The YIMBYs and the dense-urban-living people are the same people with different hats (or masks) on. No YIMBYs are out there supporting my right to build a 10-foot fence or run a business from my house; they only support relaxation of regulations in as much as that relaxation results in densification.

Definitely not true, because I'm a YIMBY and am totally opposed to dense urbanification. You could call most of the republican party functionally YIMBY (anti construction regulation) but anti urbanification, they just don't use those terms. There's a pretty clear connection between how red an area is and its lack of housing regulation.

Many of the twitter YIMBYs I'm vaguely aware of tend to be neoliberal/market-leaning, and they're generally supportive of 'mixed use development', i.e. being allowed to run small-scale businesses in residential areas (or build homes in business areas). IT's claimed to revitalize neighborhoods, lead to local businesses you can walk to and socialize around.

The idea of trying to hide and defending ones farm is one of the worst ideas in the American right. Chicago has African levels of murder and the people who built it vote democrat and have BLM profiles on their linkedin since they isolated themselves in suburbia. This is the same mistake the French elite made by moving to Versailles. If you isolate yourself from society, cohesion will plummet. If people don't interact there is no understanding left. This will rip society apart and create a soulless city. American cities tend to lack public spaces, life on the streets and genuine culture and instead have stroads and strip malls. A walkable mixed use development is much more likely to have a living culture with less fat people and a stronger identity as people actually interact with each other and have chances to form a collective identity. If you are nothing but an atomized consumer isolated from the others, bringing in cheap foreign labour seems much more appealing than if they have to live next door.

A healthy society should be one large community in which different classes play different roles but fundamentally are one team. How are people going to identify with each other if they live in isolated enclaves? The goal should be to maximize skin in the game as people climb the social ladder. Greek and Roman aristocrats went into battle first, the same should apply today with the added requirement that they use public transit and drink tap water. Low skin in the game for the top is a dangerous direction for a society to wander.

(Dataset entries)
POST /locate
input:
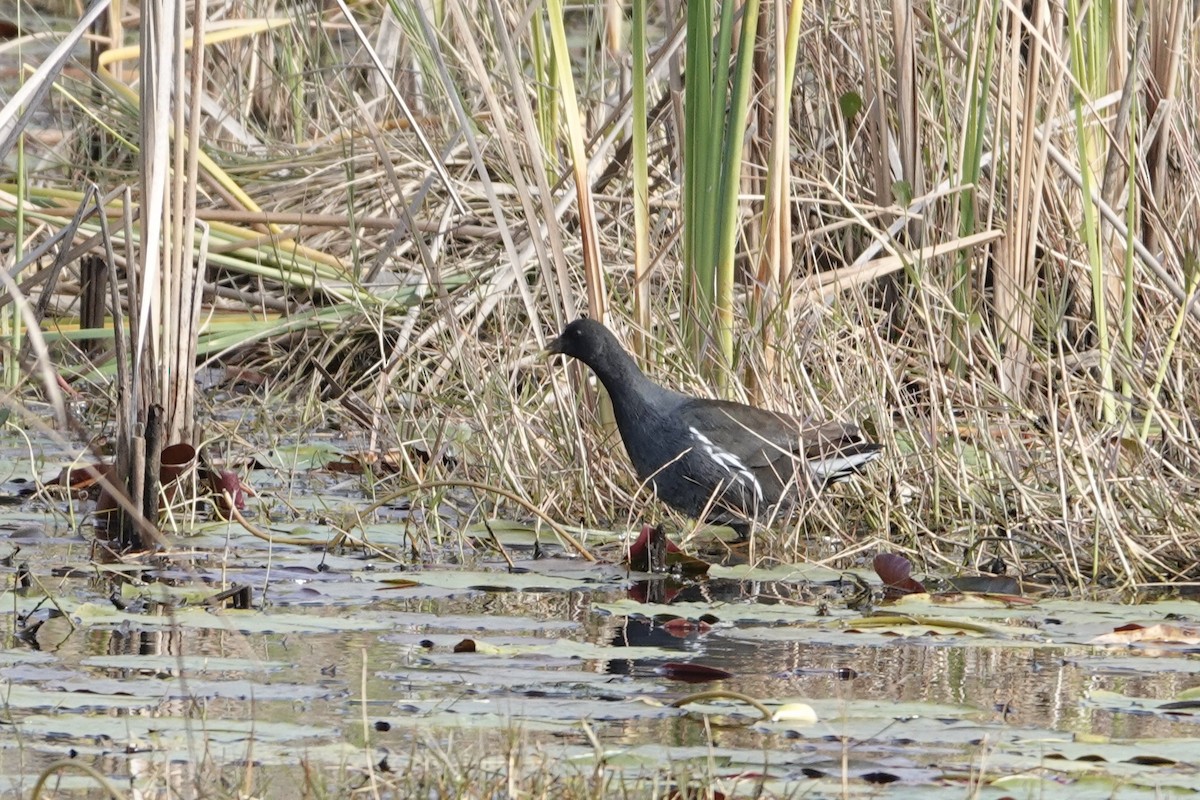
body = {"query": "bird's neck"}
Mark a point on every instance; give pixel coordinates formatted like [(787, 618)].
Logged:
[(624, 380)]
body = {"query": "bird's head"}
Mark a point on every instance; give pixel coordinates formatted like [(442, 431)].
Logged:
[(585, 340)]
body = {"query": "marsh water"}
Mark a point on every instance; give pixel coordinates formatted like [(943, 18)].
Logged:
[(387, 654)]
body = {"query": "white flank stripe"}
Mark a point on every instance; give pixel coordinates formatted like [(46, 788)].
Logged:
[(731, 463), (835, 467)]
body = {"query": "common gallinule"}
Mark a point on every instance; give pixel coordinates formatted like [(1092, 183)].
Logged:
[(730, 463)]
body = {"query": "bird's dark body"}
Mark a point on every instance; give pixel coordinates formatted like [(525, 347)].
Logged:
[(727, 463)]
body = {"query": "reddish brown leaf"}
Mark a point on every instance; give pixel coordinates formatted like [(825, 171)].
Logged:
[(693, 673), (895, 573)]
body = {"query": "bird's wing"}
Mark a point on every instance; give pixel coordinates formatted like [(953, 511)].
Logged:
[(763, 439)]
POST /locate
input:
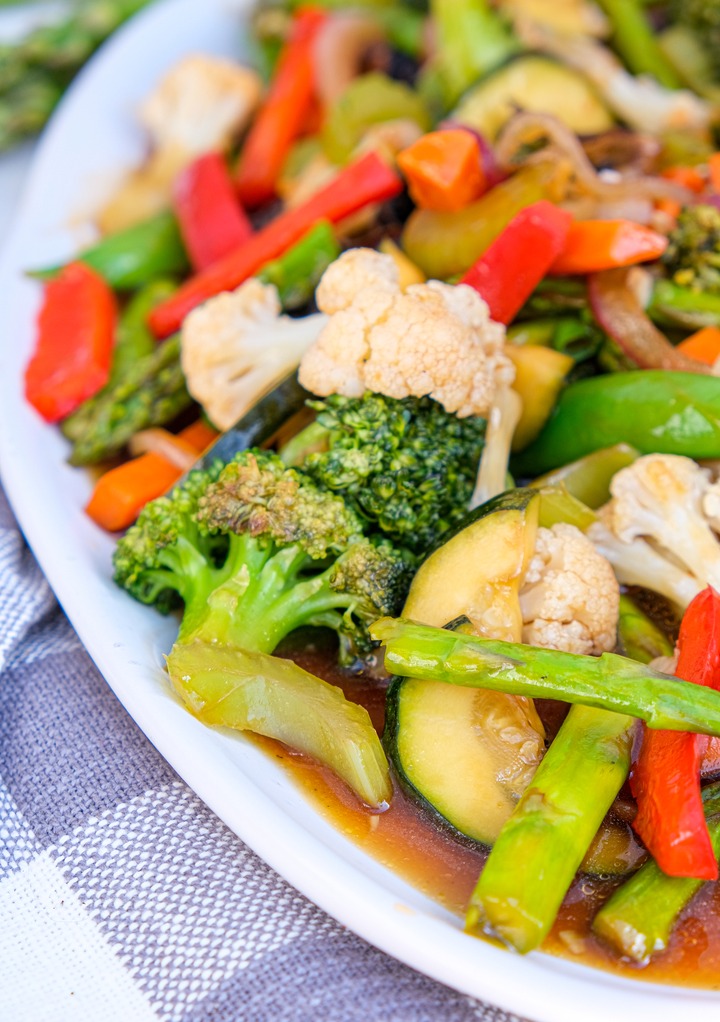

What you have to do:
Reproduce the stretch of the YIMBY discussion from "Definitely not true, because" through "of housing regulation.", word for word.

Response to this task:
Definitely not true, because I'm a YIMBY and am totally opposed to dense urbanification. You could call most of the republican party functionally YIMBY (anti construction regulation) but anti urbanification, they just don't use those terms. There's a pretty clear connection between how red an area is and its lack of housing regulation.